Written problem = Copy the entries verbatim, beginning at the line that contains "return mask of blue sky" and ending after the line that contains "377 98 L 453".

[Collected data entries]
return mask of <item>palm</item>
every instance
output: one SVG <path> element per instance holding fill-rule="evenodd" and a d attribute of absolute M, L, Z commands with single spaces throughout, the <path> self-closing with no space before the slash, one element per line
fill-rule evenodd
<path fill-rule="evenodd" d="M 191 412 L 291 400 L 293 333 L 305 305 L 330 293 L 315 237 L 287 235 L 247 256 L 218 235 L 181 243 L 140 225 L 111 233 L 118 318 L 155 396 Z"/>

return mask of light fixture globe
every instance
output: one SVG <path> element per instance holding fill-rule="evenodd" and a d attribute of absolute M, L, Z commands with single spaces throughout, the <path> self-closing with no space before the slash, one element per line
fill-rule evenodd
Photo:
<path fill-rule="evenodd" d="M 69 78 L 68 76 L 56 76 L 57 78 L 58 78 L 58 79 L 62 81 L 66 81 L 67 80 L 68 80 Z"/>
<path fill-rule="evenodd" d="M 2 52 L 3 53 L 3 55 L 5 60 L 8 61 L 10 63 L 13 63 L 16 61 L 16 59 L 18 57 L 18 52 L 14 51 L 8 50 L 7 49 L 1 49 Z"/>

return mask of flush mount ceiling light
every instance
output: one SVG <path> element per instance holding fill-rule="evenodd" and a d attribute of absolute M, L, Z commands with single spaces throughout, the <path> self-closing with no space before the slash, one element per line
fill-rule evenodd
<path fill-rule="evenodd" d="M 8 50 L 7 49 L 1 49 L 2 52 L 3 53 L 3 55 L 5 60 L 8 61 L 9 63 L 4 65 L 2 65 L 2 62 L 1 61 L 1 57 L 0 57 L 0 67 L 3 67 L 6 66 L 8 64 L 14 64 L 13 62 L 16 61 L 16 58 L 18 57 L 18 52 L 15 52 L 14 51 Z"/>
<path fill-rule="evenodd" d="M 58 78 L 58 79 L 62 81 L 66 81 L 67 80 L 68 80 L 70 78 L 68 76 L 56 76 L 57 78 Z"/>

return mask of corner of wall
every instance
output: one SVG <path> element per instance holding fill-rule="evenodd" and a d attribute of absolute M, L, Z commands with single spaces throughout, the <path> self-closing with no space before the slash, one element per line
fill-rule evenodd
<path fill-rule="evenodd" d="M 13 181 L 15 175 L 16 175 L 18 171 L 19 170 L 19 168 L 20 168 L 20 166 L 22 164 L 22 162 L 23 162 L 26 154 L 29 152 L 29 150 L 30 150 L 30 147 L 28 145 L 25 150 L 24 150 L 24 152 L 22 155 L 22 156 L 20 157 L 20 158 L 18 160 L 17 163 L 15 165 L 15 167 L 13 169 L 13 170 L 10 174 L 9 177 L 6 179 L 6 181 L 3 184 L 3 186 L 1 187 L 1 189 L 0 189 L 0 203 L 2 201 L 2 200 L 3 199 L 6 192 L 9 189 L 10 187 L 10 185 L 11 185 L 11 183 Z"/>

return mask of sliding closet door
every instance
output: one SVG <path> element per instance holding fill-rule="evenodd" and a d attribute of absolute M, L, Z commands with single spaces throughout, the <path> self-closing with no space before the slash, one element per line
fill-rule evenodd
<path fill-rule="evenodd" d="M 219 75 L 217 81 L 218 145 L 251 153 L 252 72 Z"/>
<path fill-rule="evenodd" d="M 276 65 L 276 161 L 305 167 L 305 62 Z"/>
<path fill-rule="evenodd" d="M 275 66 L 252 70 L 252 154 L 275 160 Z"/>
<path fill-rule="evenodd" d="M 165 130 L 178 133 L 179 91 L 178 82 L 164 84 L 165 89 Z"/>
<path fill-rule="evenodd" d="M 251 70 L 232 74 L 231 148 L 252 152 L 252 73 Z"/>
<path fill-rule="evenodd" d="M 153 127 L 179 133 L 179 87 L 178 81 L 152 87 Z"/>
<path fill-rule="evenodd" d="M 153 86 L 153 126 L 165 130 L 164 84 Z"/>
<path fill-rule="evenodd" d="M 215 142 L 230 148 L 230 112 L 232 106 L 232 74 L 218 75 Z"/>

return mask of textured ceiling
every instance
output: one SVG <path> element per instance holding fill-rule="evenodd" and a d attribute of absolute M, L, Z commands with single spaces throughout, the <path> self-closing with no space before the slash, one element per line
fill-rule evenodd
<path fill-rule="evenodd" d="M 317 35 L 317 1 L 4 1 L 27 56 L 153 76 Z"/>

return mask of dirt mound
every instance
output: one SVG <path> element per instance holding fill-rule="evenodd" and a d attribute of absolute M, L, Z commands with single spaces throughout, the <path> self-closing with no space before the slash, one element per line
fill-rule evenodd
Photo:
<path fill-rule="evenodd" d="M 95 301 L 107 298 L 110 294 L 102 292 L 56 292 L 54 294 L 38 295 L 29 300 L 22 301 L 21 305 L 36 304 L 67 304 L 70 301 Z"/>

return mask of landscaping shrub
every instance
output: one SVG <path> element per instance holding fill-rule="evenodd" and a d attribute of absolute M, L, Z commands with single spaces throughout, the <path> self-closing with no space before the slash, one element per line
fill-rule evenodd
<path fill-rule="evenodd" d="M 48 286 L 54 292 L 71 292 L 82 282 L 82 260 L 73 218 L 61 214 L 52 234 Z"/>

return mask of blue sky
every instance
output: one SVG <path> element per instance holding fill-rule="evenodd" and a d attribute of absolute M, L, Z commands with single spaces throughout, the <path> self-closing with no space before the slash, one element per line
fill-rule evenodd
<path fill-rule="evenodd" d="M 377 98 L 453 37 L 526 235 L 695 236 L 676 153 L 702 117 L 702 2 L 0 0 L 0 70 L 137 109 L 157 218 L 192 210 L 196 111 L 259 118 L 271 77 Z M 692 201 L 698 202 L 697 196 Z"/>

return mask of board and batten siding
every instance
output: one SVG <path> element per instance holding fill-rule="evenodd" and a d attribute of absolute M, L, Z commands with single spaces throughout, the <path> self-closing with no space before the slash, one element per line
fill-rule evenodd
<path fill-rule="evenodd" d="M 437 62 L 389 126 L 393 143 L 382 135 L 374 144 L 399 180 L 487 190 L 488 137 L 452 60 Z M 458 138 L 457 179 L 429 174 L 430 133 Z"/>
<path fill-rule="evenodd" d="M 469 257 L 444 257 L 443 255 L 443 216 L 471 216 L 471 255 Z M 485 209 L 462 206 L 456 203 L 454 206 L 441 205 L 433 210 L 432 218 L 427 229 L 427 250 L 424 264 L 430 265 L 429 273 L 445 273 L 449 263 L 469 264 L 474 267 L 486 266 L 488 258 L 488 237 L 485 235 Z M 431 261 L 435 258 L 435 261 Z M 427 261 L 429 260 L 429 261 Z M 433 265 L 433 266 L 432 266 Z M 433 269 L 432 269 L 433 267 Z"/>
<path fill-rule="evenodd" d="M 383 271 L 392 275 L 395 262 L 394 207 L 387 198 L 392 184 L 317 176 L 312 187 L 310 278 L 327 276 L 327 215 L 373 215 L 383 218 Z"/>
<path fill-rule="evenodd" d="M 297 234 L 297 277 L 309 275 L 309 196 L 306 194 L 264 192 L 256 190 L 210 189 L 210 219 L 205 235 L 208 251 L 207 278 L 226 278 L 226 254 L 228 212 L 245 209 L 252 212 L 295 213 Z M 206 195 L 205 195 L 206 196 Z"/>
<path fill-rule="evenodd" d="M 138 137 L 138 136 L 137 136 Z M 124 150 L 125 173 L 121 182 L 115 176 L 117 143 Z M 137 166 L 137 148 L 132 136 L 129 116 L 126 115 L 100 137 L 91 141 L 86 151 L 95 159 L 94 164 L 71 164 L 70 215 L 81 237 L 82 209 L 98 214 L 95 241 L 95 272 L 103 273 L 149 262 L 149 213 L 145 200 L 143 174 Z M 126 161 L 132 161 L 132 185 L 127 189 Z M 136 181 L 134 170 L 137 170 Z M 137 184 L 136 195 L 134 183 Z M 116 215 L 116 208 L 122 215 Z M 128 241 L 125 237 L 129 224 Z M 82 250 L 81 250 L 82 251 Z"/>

Written answer =
return mask of blue sky
every instance
output: one SVG <path> element per instance holding fill-rule="evenodd" and a d attribute of absolute M, L, Z commands with single spaces throughout, the <path> self-closing with no space before the slash, one element per line
fill-rule evenodd
<path fill-rule="evenodd" d="M 377 98 L 453 37 L 526 235 L 695 236 L 676 153 L 702 117 L 702 2 L 0 0 L 0 70 L 137 109 L 157 218 L 192 210 L 196 111 L 259 118 L 271 77 Z M 692 201 L 698 202 L 697 196 Z"/>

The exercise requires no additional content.